What the task asks → Reproduce word for word everything from the line containing "Note to the class: point out the black" down to the line containing "<point>481,118</point>", including both of those lines. Output only those lines from the entries.

Entries provided →

>> begin

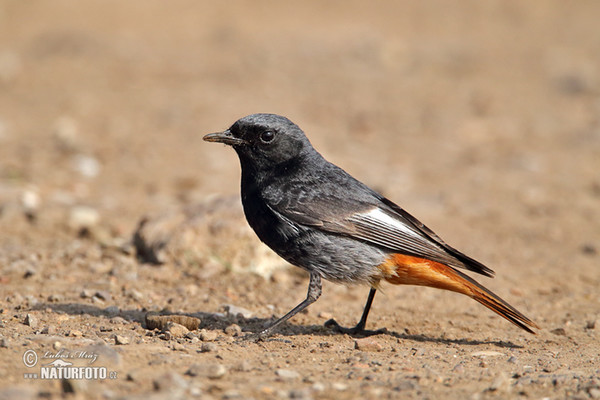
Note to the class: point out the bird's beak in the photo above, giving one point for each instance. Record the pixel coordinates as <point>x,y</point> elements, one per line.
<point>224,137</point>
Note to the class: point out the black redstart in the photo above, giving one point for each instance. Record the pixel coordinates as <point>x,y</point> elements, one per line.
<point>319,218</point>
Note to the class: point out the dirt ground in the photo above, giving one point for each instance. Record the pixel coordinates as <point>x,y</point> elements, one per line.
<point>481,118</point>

>> end
>> begin

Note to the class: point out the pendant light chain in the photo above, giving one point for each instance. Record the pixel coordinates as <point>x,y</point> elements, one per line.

>> end

Completed exercise →
Note to the class: point out the black redstart in the photo above, giving one point for each instance. Record the pixel coordinates as <point>x,y</point> elements, one per line.
<point>319,218</point>
Note to the class: point out the dirt ground in the photo above, giving one point for each instance. Record the pixel coordinates as <point>x,y</point> elements, one per line.
<point>481,118</point>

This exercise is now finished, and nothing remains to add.